(Stored data)
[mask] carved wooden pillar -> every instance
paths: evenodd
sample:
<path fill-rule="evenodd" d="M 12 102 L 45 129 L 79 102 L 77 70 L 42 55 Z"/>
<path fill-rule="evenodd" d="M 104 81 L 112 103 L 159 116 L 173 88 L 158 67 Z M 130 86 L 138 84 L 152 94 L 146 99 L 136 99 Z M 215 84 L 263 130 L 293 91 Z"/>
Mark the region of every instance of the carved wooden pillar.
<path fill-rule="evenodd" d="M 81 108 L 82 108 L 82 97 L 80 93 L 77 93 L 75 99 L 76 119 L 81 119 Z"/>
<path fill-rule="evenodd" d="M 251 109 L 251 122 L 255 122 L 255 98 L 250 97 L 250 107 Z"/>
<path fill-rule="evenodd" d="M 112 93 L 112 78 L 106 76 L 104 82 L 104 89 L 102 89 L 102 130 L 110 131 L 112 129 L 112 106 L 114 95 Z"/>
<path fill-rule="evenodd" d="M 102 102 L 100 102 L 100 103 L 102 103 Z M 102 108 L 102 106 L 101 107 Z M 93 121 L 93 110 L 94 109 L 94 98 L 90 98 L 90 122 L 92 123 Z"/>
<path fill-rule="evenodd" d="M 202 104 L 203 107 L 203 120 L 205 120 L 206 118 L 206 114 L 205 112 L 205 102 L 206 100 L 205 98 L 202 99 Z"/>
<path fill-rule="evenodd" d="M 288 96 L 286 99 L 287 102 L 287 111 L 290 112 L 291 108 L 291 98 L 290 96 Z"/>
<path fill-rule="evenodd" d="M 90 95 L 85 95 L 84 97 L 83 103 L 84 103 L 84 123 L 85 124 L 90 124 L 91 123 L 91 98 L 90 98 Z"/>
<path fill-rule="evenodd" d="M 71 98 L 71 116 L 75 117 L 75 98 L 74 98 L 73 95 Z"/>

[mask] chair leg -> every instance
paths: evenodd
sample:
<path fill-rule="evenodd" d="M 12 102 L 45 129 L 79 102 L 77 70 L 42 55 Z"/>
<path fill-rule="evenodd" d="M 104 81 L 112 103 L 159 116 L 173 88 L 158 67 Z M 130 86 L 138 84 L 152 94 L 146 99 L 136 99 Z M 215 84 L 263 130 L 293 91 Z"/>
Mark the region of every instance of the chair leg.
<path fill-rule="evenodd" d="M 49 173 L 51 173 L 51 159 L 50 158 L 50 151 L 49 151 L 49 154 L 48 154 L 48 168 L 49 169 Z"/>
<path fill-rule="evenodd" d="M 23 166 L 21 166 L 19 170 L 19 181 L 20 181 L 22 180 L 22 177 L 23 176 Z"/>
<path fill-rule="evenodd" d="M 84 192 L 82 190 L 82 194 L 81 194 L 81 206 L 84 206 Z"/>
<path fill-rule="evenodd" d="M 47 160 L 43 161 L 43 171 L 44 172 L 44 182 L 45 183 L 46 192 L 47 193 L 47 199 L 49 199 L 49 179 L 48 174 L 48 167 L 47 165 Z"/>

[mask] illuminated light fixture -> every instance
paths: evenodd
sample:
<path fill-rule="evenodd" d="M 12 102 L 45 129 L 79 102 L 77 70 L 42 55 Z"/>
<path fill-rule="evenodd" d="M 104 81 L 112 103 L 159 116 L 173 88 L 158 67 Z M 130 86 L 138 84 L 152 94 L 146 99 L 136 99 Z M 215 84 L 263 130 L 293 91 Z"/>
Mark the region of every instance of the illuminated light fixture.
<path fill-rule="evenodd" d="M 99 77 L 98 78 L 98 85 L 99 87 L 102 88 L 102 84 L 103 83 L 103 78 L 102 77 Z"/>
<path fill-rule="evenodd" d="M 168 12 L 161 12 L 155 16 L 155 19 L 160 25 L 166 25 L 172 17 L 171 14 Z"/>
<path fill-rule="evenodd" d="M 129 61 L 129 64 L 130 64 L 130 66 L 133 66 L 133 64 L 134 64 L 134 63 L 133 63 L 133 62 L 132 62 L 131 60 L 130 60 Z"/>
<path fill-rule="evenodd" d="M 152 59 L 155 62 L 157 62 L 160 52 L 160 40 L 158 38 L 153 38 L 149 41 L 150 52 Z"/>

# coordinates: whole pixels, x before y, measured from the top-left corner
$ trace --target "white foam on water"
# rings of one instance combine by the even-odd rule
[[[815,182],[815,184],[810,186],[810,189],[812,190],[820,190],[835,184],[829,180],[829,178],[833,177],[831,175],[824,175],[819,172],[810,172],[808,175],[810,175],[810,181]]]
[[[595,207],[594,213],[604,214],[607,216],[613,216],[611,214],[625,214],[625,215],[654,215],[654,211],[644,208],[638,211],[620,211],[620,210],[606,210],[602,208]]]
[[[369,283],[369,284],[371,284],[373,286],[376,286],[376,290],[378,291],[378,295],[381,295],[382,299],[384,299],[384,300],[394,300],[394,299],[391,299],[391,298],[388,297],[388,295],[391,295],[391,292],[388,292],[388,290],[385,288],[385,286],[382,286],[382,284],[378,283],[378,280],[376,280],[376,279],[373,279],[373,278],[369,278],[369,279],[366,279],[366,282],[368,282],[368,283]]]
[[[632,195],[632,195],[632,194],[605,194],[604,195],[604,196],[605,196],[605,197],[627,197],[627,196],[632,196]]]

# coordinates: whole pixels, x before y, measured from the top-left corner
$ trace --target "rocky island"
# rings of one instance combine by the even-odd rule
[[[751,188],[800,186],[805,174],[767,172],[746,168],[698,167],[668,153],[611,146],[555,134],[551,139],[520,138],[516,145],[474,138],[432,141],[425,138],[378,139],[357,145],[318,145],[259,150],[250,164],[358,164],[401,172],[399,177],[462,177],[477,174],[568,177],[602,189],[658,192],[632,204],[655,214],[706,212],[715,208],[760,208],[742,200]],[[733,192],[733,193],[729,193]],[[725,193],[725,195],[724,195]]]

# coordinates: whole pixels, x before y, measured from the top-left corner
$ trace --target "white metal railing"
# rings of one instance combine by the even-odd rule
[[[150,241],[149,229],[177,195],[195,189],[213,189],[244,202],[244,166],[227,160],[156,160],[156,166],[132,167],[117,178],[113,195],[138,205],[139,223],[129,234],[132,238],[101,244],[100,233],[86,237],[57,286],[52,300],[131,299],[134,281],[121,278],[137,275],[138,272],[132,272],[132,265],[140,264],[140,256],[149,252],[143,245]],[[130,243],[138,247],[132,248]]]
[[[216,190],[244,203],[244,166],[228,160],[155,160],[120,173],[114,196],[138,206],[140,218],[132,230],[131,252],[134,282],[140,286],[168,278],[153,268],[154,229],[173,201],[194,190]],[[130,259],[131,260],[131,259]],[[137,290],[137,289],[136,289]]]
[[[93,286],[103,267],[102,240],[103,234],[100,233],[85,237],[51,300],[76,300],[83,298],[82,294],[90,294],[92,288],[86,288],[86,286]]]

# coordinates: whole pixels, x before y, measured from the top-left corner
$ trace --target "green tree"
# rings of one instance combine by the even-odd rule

**THE TASK**
Write out all the entries exactly.

**WRITTEN ANSWER**
[mask] carved wooden pillar -> every instance
paths: evenodd
sample:
<path fill-rule="evenodd" d="M 12 102 L 45 129 L 79 102 L 77 70 L 42 55 Z"/>
<path fill-rule="evenodd" d="M 104 81 L 112 103 L 159 116 L 173 88 L 158 67 Z M 130 86 L 138 84 L 152 94 L 146 99 L 136 99 Z M 215 84 L 263 130 L 293 91 Z"/>
Mark the region of every instance of the carved wooden pillar.
<path fill-rule="evenodd" d="M 81 108 L 82 108 L 82 97 L 80 93 L 77 93 L 75 99 L 76 119 L 81 119 Z"/>
<path fill-rule="evenodd" d="M 251 109 L 251 122 L 255 122 L 255 98 L 250 97 L 250 107 Z"/>
<path fill-rule="evenodd" d="M 112 93 L 112 78 L 106 76 L 104 82 L 104 89 L 102 89 L 102 130 L 110 131 L 112 129 L 112 106 L 114 95 Z"/>
<path fill-rule="evenodd" d="M 102 102 L 100 102 L 100 103 L 102 103 Z M 102 108 L 102 106 L 101 107 Z M 93 121 L 93 110 L 94 109 L 94 98 L 90 98 L 90 122 L 92 123 Z"/>
<path fill-rule="evenodd" d="M 202 104 L 203 107 L 203 120 L 205 120 L 206 118 L 206 114 L 205 112 L 205 102 L 206 100 L 205 98 L 202 99 Z"/>
<path fill-rule="evenodd" d="M 288 96 L 286 99 L 287 102 L 287 111 L 290 112 L 291 108 L 291 98 L 290 96 Z"/>
<path fill-rule="evenodd" d="M 90 95 L 85 95 L 84 97 L 83 103 L 84 103 L 84 123 L 85 124 L 90 124 L 91 123 L 91 98 L 90 98 Z"/>
<path fill-rule="evenodd" d="M 71 98 L 71 116 L 75 117 L 75 98 L 74 98 L 73 95 Z"/>

[mask] chair leg -> every instance
paths: evenodd
sample:
<path fill-rule="evenodd" d="M 12 102 L 45 129 L 79 102 L 77 70 L 42 55 Z"/>
<path fill-rule="evenodd" d="M 104 81 L 112 103 L 159 116 L 173 88 L 158 67 Z M 130 86 L 138 84 L 152 94 L 146 99 L 136 99 Z M 215 84 L 263 130 L 293 91 Z"/>
Mark the region of every instance of the chair leg.
<path fill-rule="evenodd" d="M 49 173 L 51 173 L 51 159 L 50 158 L 50 151 L 49 151 L 49 154 L 48 154 L 48 168 L 49 169 Z"/>
<path fill-rule="evenodd" d="M 23 166 L 21 166 L 19 170 L 19 181 L 20 181 L 22 180 L 22 177 L 23 176 Z"/>
<path fill-rule="evenodd" d="M 84 192 L 82 190 L 82 194 L 81 194 L 81 206 L 84 206 Z"/>
<path fill-rule="evenodd" d="M 47 160 L 43 161 L 43 171 L 44 172 L 44 182 L 45 183 L 46 192 L 47 193 L 47 199 L 49 199 L 49 179 L 48 174 L 48 167 L 47 165 Z"/>

[mask] illuminated light fixture -> every instance
paths: evenodd
sample:
<path fill-rule="evenodd" d="M 12 102 L 45 129 L 79 102 L 77 70 L 42 55 Z"/>
<path fill-rule="evenodd" d="M 104 81 L 112 103 L 159 116 L 173 88 L 158 67 Z M 130 86 L 138 84 L 152 94 L 146 99 L 136 99 Z M 215 84 L 263 130 L 293 91 Z"/>
Mark the region of every instance of the illuminated light fixture.
<path fill-rule="evenodd" d="M 99 77 L 98 78 L 98 85 L 99 87 L 102 88 L 102 84 L 103 83 L 103 78 L 102 77 Z"/>
<path fill-rule="evenodd" d="M 168 12 L 161 12 L 155 16 L 155 19 L 160 25 L 166 25 L 172 17 L 171 14 Z"/>
<path fill-rule="evenodd" d="M 129 61 L 129 64 L 130 64 L 130 66 L 133 66 L 133 64 L 134 64 L 134 63 L 133 63 L 133 62 L 132 62 L 131 60 L 130 60 Z"/>
<path fill-rule="evenodd" d="M 152 59 L 155 62 L 157 62 L 160 52 L 160 40 L 158 38 L 153 38 L 149 41 L 150 52 Z"/>

# coordinates: whole pixels, x before y, measured from the top-left corner
$ trace --target "white foam on water"
# rings of one instance combine by the even-odd rule
[[[815,182],[815,184],[810,186],[810,189],[812,190],[820,190],[835,184],[829,180],[829,178],[833,177],[831,175],[824,175],[819,172],[810,172],[808,175],[810,175],[810,181]]]
[[[595,207],[594,213],[604,214],[607,216],[613,216],[611,214],[625,214],[625,215],[654,215],[654,211],[644,208],[638,211],[620,211],[620,210],[606,210],[602,208]]]
[[[369,283],[369,284],[371,284],[373,286],[376,286],[376,290],[378,291],[378,295],[381,295],[382,299],[384,299],[384,300],[394,300],[394,299],[391,299],[391,298],[388,297],[388,295],[391,295],[391,292],[388,292],[388,290],[385,288],[385,286],[382,286],[382,284],[378,283],[378,280],[376,280],[376,279],[373,279],[373,278],[369,278],[369,279],[366,279],[366,282],[368,282],[368,283]]]
[[[632,195],[632,195],[632,194],[605,194],[604,195],[604,196],[605,196],[605,197],[627,197],[627,196],[632,196]]]

# coordinates: whole pixels, x before y, measured from the top-left corner
$ trace --target "rocky island"
# rings of one instance combine by the even-odd rule
[[[751,188],[800,186],[805,174],[767,172],[746,168],[698,167],[668,153],[611,146],[555,134],[551,139],[520,138],[516,145],[474,138],[432,141],[425,138],[378,139],[357,145],[318,145],[259,150],[250,164],[358,164],[401,172],[399,177],[462,177],[477,174],[568,177],[602,189],[658,192],[632,204],[655,214],[706,212],[715,208],[760,208],[742,200]],[[733,192],[733,193],[729,193]],[[725,193],[725,195],[724,195]]]

# coordinates: whole pixels, x before y, measured from the top-left corner
$ trace --target "white metal railing"
# rings of one instance combine by the even-odd rule
[[[150,241],[149,229],[177,195],[195,189],[213,189],[244,202],[244,166],[227,160],[156,160],[156,166],[132,167],[117,178],[113,195],[138,205],[139,223],[129,234],[132,238],[101,244],[100,233],[86,237],[57,286],[52,300],[131,299],[134,281],[121,278],[137,275],[138,272],[132,272],[132,265],[140,264],[140,256],[149,252],[143,245]],[[130,243],[138,247],[132,248]]]
[[[216,190],[244,203],[244,166],[228,160],[155,160],[120,173],[114,196],[138,206],[140,218],[132,230],[131,252],[134,282],[140,286],[168,278],[153,268],[154,229],[173,201],[194,190]],[[130,259],[131,260],[131,259]],[[137,290],[137,289],[136,289]]]
[[[93,286],[103,267],[102,240],[103,234],[100,233],[85,237],[51,300],[76,300],[83,298],[82,294],[90,294],[92,288],[86,288],[86,286]]]

# coordinates: whole pixels, x before y, measured from the top-left corner
$ trace --target "green tree"
# rings of one instance combine by the even-odd rule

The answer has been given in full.